So there he was four games ago with the Detroit Tigers, who had been slumping forever and clinging to their first-half dominance and what meager confidence might remain and holding a lead in the face of the teeth of the vaunted New York Yankees lineup. Zumaya was so jacked on adrenaline he dang near threw his arm off.

"I hit 103 (mph) three times against (Jason) Giambi," the Detroit reliever said. "I shock myself sometimes."

He shocked his whole team, really. Shocked them out of whatever prolonged funk had turned them from 40 games above .500 to wild-card underdog that was supposed to be swept by the Yankees. But Zumaya kept hitting 103 mph and various Yankees kept swinging at air. Since that very moment, no one has hit the Tigers and no Tiger has stopped hitting.

Detroit defeated the Oakland Athletics 5-1 in the American League Championship Series opener on Tuesday. The Tigers marched into McAfee Coliseum the same way they marched over the Yankees in a complete performance that defied the conventional wisdom.

[Referring expression data]
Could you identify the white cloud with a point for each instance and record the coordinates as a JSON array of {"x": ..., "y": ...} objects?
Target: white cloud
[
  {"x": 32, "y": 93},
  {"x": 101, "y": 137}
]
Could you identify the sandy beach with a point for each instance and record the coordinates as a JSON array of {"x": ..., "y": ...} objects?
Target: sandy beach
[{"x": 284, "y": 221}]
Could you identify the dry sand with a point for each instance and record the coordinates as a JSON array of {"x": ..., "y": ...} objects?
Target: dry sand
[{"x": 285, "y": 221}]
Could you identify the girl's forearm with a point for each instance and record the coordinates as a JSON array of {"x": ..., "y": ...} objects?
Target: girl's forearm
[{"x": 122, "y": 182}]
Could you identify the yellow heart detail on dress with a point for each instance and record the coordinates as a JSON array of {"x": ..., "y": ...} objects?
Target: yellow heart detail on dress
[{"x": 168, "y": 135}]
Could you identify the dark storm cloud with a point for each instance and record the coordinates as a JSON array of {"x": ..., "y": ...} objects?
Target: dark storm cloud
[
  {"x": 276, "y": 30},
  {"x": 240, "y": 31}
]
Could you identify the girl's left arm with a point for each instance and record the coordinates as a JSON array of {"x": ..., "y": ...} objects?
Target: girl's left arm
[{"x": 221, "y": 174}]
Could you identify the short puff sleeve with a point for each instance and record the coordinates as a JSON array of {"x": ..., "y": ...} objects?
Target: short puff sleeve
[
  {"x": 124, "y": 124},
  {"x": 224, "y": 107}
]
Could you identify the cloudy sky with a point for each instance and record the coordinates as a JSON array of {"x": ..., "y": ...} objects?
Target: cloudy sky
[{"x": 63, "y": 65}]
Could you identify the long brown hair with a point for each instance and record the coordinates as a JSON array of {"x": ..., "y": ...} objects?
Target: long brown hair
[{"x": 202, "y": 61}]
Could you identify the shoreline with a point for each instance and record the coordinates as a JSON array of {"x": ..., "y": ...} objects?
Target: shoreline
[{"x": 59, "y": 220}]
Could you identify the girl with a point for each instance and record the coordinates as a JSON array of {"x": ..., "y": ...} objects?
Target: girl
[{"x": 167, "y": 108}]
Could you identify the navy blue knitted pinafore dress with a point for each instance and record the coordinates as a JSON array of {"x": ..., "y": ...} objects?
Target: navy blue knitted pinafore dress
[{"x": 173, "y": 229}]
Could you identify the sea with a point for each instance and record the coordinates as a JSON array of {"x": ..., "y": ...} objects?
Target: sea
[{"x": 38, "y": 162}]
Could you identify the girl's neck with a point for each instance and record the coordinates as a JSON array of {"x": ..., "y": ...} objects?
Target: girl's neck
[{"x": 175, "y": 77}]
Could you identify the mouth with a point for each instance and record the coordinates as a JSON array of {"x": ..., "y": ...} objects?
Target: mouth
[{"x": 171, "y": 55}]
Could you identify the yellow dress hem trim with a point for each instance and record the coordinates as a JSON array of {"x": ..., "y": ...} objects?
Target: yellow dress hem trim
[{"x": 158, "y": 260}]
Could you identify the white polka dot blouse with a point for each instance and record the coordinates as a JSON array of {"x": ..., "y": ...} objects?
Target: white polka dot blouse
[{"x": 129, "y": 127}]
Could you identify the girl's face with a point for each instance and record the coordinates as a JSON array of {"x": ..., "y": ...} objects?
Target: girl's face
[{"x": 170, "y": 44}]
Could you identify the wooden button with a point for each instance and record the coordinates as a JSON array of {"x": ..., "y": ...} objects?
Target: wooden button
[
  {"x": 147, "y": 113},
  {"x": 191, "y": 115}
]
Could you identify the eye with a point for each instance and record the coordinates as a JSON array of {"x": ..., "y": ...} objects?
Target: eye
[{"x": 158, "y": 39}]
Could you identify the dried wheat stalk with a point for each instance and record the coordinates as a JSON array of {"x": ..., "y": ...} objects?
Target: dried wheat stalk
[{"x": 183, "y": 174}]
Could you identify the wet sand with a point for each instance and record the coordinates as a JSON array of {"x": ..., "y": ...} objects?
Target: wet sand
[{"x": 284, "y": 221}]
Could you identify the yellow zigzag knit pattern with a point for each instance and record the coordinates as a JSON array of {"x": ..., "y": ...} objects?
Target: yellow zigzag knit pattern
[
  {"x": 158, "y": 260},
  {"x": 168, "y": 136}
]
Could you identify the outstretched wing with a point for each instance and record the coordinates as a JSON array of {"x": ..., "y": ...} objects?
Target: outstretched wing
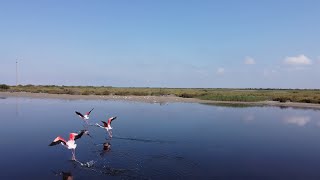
[
  {"x": 88, "y": 113},
  {"x": 104, "y": 124},
  {"x": 78, "y": 136},
  {"x": 82, "y": 116},
  {"x": 111, "y": 119},
  {"x": 58, "y": 140}
]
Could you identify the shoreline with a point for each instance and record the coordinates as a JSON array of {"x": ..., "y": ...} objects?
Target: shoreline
[{"x": 157, "y": 99}]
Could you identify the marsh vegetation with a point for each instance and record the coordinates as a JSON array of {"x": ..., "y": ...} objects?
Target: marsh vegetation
[{"x": 215, "y": 94}]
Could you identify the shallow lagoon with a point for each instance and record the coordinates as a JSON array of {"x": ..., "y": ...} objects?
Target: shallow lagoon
[{"x": 159, "y": 141}]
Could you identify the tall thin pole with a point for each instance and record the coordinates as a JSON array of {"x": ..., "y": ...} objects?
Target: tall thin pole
[{"x": 16, "y": 72}]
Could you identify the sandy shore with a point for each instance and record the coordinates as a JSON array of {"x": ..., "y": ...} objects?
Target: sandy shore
[{"x": 156, "y": 99}]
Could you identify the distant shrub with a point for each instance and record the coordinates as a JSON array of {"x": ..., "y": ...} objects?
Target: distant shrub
[
  {"x": 4, "y": 86},
  {"x": 106, "y": 92},
  {"x": 87, "y": 92},
  {"x": 187, "y": 95},
  {"x": 140, "y": 93}
]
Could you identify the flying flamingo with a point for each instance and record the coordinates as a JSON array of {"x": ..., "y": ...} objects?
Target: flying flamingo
[
  {"x": 84, "y": 117},
  {"x": 70, "y": 144},
  {"x": 107, "y": 125}
]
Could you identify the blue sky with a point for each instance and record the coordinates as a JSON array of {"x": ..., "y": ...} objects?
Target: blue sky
[{"x": 167, "y": 43}]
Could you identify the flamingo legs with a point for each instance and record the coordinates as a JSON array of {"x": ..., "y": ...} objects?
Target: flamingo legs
[
  {"x": 110, "y": 133},
  {"x": 73, "y": 151}
]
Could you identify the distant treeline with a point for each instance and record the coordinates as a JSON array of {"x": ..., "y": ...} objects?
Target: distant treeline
[{"x": 216, "y": 94}]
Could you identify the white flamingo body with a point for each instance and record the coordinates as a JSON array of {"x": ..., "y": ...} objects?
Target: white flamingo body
[
  {"x": 70, "y": 144},
  {"x": 107, "y": 125},
  {"x": 84, "y": 117}
]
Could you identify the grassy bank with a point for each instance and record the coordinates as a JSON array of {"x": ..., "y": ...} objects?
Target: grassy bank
[{"x": 244, "y": 95}]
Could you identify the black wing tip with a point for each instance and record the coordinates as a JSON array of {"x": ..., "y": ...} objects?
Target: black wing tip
[{"x": 53, "y": 143}]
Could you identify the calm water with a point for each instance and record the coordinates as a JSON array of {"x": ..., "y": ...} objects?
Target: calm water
[{"x": 152, "y": 141}]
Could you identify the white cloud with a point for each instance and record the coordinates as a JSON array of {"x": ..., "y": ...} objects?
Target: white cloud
[
  {"x": 297, "y": 60},
  {"x": 249, "y": 60},
  {"x": 220, "y": 71},
  {"x": 298, "y": 120}
]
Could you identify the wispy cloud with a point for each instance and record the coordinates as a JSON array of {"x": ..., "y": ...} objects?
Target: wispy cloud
[
  {"x": 220, "y": 71},
  {"x": 297, "y": 120},
  {"x": 297, "y": 60},
  {"x": 249, "y": 60}
]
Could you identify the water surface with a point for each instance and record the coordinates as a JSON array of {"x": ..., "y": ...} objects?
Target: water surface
[{"x": 153, "y": 141}]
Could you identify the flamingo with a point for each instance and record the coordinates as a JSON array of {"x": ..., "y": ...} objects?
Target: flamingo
[
  {"x": 70, "y": 144},
  {"x": 84, "y": 117},
  {"x": 107, "y": 125}
]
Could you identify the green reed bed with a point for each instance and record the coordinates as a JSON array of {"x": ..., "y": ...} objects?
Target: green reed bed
[{"x": 216, "y": 94}]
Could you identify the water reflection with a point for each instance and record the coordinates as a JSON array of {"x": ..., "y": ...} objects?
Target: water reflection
[
  {"x": 297, "y": 120},
  {"x": 249, "y": 117},
  {"x": 64, "y": 175}
]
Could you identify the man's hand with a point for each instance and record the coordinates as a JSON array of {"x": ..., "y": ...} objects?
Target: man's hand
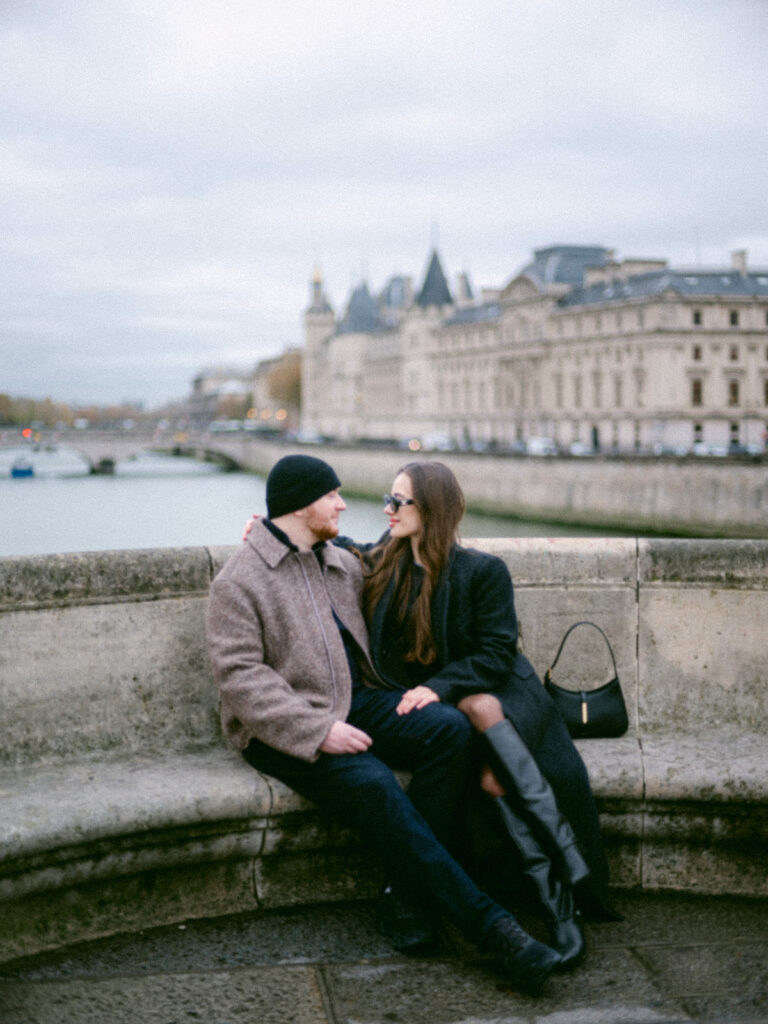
[
  {"x": 419, "y": 696},
  {"x": 345, "y": 738}
]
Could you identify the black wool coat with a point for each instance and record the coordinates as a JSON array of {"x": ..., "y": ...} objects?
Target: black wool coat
[{"x": 476, "y": 635}]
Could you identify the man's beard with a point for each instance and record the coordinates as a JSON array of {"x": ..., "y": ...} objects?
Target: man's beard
[{"x": 323, "y": 529}]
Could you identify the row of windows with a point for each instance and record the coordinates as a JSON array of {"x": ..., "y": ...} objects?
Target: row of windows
[
  {"x": 733, "y": 317},
  {"x": 733, "y": 391},
  {"x": 734, "y": 353}
]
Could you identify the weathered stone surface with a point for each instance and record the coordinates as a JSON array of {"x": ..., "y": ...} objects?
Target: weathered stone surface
[
  {"x": 72, "y": 579},
  {"x": 121, "y": 804}
]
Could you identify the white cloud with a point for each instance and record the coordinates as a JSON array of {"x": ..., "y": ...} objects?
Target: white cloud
[{"x": 171, "y": 173}]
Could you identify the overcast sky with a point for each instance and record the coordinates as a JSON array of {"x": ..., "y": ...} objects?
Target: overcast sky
[{"x": 171, "y": 173}]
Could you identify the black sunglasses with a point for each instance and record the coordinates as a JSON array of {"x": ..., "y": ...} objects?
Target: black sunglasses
[{"x": 397, "y": 502}]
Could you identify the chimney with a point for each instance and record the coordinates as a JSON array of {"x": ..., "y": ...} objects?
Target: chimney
[{"x": 738, "y": 259}]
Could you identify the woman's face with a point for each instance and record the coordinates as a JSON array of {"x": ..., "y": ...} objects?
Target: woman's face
[{"x": 406, "y": 520}]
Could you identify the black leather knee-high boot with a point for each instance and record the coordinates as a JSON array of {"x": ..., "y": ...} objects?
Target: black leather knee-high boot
[
  {"x": 555, "y": 896},
  {"x": 521, "y": 777}
]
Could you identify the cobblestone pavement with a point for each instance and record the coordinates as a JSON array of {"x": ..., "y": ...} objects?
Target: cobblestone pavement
[{"x": 673, "y": 958}]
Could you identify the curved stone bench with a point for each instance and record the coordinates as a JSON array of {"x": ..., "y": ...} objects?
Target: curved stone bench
[{"x": 121, "y": 807}]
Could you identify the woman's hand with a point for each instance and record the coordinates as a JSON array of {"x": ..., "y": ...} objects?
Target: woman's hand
[
  {"x": 419, "y": 696},
  {"x": 345, "y": 738},
  {"x": 249, "y": 524}
]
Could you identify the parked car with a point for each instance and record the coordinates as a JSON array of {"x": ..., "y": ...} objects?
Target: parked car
[
  {"x": 581, "y": 449},
  {"x": 705, "y": 448},
  {"x": 541, "y": 445}
]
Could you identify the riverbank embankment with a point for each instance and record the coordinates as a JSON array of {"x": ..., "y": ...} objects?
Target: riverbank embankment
[{"x": 679, "y": 497}]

Exercise tasks.
(A) Write out the Tigers passage word for word, everything from "Detroit defeated the" down to "the conventional wisdom.".
(B) According to the Tigers passage, by what score did Detroit beat the Oakland Athletics in the American League Championship Series opener?
The rows are separate material, unrelated to the Tigers passage.

Answers per task.
(A)
Detroit defeated the Oakland Athletics 5-1 in the American League Championship Series opener on Tuesday. The Tigers marched into McAfee Coliseum the same way they marched over the Yankees in a complete performance that defied the conventional wisdom.

(B) 5-1